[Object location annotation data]
━━━━━━━━━━━━━━━━
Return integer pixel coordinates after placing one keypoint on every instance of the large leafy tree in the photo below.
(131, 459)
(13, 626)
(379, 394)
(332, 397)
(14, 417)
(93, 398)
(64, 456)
━━━━━━━━━━━━━━━━
What you have to do:
Reproduce every line of the entries above, request included, increasing each coordinate value in the answers by 38.

Output of the exercise:
Return integer pixel coordinates after placing one keypoint on every instance of the large leafy tree in the photo below.
(169, 497)
(51, 664)
(417, 432)
(370, 435)
(52, 455)
(131, 436)
(102, 494)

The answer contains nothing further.